Items listed in a dataset
——————

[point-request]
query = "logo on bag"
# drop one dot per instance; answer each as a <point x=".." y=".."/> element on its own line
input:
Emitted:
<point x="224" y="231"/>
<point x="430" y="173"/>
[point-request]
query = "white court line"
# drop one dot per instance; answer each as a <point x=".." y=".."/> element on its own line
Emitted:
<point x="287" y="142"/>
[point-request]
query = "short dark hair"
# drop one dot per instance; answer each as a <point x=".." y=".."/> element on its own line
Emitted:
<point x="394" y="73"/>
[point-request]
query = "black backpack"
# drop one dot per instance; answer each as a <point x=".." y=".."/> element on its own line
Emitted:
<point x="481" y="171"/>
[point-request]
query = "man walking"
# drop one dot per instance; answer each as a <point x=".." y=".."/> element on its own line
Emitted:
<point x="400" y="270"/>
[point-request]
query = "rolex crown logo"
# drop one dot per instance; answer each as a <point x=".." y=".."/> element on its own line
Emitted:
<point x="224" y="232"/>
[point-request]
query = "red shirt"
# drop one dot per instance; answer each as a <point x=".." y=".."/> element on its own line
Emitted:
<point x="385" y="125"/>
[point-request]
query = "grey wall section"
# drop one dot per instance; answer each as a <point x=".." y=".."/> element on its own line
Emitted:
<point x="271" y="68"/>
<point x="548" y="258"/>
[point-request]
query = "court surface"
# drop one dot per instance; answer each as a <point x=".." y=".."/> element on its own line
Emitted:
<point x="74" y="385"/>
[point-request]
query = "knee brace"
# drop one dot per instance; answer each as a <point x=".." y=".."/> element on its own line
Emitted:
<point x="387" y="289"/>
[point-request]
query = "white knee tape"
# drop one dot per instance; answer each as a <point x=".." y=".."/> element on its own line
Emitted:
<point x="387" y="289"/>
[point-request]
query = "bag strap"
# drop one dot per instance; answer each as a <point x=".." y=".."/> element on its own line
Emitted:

——————

Please return the data above in full, without altering a single line.

**EXERCISE RESPONSE:**
[point-request]
query = "logo on bag"
# drop one dot per instance; answer each as a <point x=".." y=".."/> element on its own line
input:
Emitted:
<point x="224" y="231"/>
<point x="430" y="173"/>
[point-request]
query = "white court line"
# drop one dot per instance; answer each as a <point x=".." y=".."/> element on its own line
Emitted:
<point x="287" y="142"/>
[point-request]
query = "short dark hair"
# drop one dot per instance; answer each as a <point x=".." y=".."/> element on its own line
Emitted:
<point x="394" y="73"/>
[point-request]
query = "black backpack"
# drop one dot per instance; answer each as a <point x=".." y=".."/> element on its own line
Emitted:
<point x="481" y="171"/>
[point-request]
query = "man walking"
# drop one dot per instance; answer each as a <point x=".." y=".."/> element on its own line
Emitted:
<point x="400" y="270"/>
[point-request]
query = "rolex crown logo"
# drop one dot per instance; answer each as a <point x=".." y=".."/> element on its own line
Emitted:
<point x="224" y="232"/>
[point-request]
query = "red shirt"
# drop one dot per instance; answer each as a <point x=".." y=".."/> element on its own line
Emitted:
<point x="385" y="125"/>
[point-request]
query = "grey wall section"
# drop one dot per instance; answer each as a <point x=".." y=".."/> element on its own line
Emitted:
<point x="271" y="68"/>
<point x="548" y="258"/>
[point-request]
query = "court surface"
# drop one dot per instance; answer each as a <point x=".." y=".."/> element on its own line
Emitted:
<point x="74" y="385"/>
[point-request]
query = "knee brace"
# drop one dot per instance; answer each as a <point x=".." y=".."/> element on its own line
Emitted:
<point x="387" y="289"/>
[point-request]
query = "white knee tape"
# drop one dot per instance; answer each as a <point x=".." y=".."/> element on its own line
Emitted:
<point x="387" y="289"/>
[point-request]
query = "bag strap"
# drop one dot per instance; answer each as a <point x=".." y=".."/> element on its own line
Emitted:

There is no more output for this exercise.